* [What you need to do] Write every line of the material out exactly as shown.

* [Supplied records]
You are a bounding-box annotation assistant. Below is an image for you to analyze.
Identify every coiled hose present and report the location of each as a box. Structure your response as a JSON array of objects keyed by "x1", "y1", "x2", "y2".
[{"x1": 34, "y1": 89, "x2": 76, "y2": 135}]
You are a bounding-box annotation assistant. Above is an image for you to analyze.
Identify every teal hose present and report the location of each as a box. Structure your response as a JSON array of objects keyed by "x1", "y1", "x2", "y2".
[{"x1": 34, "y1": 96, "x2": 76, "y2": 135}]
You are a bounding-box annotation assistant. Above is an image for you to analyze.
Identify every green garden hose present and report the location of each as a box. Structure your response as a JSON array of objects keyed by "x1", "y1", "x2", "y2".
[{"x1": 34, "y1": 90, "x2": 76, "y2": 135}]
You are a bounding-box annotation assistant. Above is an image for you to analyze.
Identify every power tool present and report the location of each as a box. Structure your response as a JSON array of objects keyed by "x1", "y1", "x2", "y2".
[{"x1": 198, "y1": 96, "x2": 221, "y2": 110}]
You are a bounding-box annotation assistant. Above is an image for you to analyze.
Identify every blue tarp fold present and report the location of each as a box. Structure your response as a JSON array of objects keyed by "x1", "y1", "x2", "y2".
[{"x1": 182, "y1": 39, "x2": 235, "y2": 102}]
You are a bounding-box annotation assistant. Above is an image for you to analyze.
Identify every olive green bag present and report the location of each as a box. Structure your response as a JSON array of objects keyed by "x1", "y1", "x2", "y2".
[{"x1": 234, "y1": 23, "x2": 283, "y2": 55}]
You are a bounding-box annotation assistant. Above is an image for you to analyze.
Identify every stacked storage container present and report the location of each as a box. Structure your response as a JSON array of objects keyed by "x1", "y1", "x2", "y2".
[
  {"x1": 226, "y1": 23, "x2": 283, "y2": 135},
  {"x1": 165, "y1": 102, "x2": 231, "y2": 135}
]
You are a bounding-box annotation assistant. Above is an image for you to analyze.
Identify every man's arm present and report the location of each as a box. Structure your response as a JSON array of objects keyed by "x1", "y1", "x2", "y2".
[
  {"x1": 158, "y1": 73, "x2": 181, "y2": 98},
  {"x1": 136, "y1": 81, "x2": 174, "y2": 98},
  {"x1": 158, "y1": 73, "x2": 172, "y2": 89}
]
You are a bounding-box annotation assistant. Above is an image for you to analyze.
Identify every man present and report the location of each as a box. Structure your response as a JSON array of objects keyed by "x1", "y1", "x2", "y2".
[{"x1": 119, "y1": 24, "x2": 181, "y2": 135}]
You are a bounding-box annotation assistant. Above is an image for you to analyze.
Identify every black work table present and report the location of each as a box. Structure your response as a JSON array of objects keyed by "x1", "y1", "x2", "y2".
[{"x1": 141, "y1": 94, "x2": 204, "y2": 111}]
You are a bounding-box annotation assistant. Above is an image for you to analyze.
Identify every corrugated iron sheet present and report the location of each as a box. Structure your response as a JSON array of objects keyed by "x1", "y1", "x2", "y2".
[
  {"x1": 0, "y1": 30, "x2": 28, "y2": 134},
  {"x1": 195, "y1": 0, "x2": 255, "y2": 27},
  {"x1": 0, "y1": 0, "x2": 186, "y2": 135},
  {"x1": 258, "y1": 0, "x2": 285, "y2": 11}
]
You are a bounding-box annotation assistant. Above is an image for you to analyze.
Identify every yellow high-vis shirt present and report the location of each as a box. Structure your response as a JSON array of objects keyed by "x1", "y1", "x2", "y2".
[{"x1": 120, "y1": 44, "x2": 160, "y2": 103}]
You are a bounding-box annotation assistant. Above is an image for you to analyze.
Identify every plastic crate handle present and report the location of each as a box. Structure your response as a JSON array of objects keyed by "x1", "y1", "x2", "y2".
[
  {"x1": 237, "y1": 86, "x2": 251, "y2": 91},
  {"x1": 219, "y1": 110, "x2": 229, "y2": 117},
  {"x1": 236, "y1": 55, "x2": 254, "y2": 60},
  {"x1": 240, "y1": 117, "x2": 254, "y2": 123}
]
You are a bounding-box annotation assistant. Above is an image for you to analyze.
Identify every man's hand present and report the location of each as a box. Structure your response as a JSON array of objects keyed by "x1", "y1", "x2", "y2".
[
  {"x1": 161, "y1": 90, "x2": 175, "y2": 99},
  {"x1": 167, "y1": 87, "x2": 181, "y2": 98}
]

* [Answer to the problem]
You are a bounding-box annotation assistant. Below is an image for you to analyze.
Identify every coiled hose present and report the location of each as a box. Structure your response as a JSON array of objects keyed by "x1", "y1", "x2", "y2".
[{"x1": 34, "y1": 89, "x2": 76, "y2": 135}]
You are a bounding-box annotation assistant. Above is an image for you to analyze.
Identify every teal hose present and report the location of each as a box. Structure your response as a JSON array of objects keyed by "x1", "y1", "x2", "y2".
[{"x1": 34, "y1": 96, "x2": 76, "y2": 135}]
You are a bounding-box annotation assistant. Above is an image for you to analyze.
Identify every green garden hose present and report the location of each as a box. Structure your response as a JSON array of objects keyed by "x1", "y1", "x2", "y2".
[{"x1": 34, "y1": 90, "x2": 76, "y2": 135}]
You are a bounding-box annotation assistant. Above is an image for you to analyze.
Identify every power tool present and report the location of each as a box. Structure your response as a JSON array of objects keyed by "x1", "y1", "x2", "y2".
[{"x1": 198, "y1": 96, "x2": 221, "y2": 110}]
You are a bounding-box annotation assistant. Above is an image for you to analyze.
Identify every blue tarp fold present and report the location of each as a box. Structure your response as a JSON array of objects keyed by "x1", "y1", "x2", "y2".
[{"x1": 182, "y1": 39, "x2": 235, "y2": 102}]
You are a bounding-box annotation assistant. Above is an image for you to analyze.
Identify every olive green bag present and report the location of each as a box. Structure your response as a JSON array of objects keyed by "x1", "y1", "x2", "y2".
[{"x1": 234, "y1": 23, "x2": 283, "y2": 55}]
You are a bounding-box annotation assistant. Above is an image for you to analyze.
Identify every stacked storage container present and report the location of each as a box. Structure your response as a JSON array of objects keyed by "x1", "y1", "x2", "y2".
[
  {"x1": 226, "y1": 23, "x2": 283, "y2": 135},
  {"x1": 165, "y1": 102, "x2": 231, "y2": 135}
]
You are a bounding-box annotation assistant. Above is an image for you to analyze.
Identify every man's arm present and report the location of each as a box. Structure your response as a JSON array of objects keyed by "x1", "y1", "x2", "y2".
[
  {"x1": 158, "y1": 73, "x2": 181, "y2": 98},
  {"x1": 136, "y1": 81, "x2": 174, "y2": 98},
  {"x1": 158, "y1": 73, "x2": 172, "y2": 89}
]
You are a bounding-box annotation assistant. Above is an image for you to analyze.
Identify every man present and report the location of each as a box. Structure your response as a JSON array of objects keyed by "x1", "y1", "x2", "y2".
[{"x1": 119, "y1": 24, "x2": 181, "y2": 135}]
You are a bounding-box annotation assistant. Above is an image for you to analyze.
Identify every black work table present and report the location of each as a box. Structure your response as a JSON array of objects keyed by "x1", "y1", "x2", "y2".
[{"x1": 141, "y1": 94, "x2": 204, "y2": 111}]
You are a bounding-box annotation assistant. Above is an image for you to analyze.
Identify every corrugated iron sheet present and report the location of each as a box. Structure your response as a JSON array of objects keyed by "x1", "y1", "x2", "y2".
[
  {"x1": 0, "y1": 30, "x2": 28, "y2": 134},
  {"x1": 195, "y1": 0, "x2": 255, "y2": 27},
  {"x1": 0, "y1": 0, "x2": 186, "y2": 135},
  {"x1": 258, "y1": 0, "x2": 285, "y2": 11}
]
You are a bounding-box annotation assistant. Above is an image for you to analyze.
Identify every yellow high-vis shirt present and report the location of each as a box. Structure your response as a JSON array of objects keyed by "x1", "y1", "x2", "y2".
[{"x1": 120, "y1": 44, "x2": 160, "y2": 103}]
You are a bounding-box annotation assistant. Above is an image for you to analyze.
Identify every plastic crate handle present and report the location of each as a box. Structure your response as a JSON array of objects keyed by "x1", "y1", "x2", "y2".
[
  {"x1": 237, "y1": 86, "x2": 251, "y2": 91},
  {"x1": 219, "y1": 110, "x2": 229, "y2": 117},
  {"x1": 236, "y1": 55, "x2": 254, "y2": 60},
  {"x1": 240, "y1": 117, "x2": 254, "y2": 123}
]
You are a bounding-box annotation assistant. Above is an image for you to analyze.
Identify every man's hand present and report the location of each as a box. Structure your response as a JSON array of objects keyed by "x1", "y1", "x2", "y2".
[
  {"x1": 161, "y1": 90, "x2": 175, "y2": 99},
  {"x1": 167, "y1": 87, "x2": 181, "y2": 98}
]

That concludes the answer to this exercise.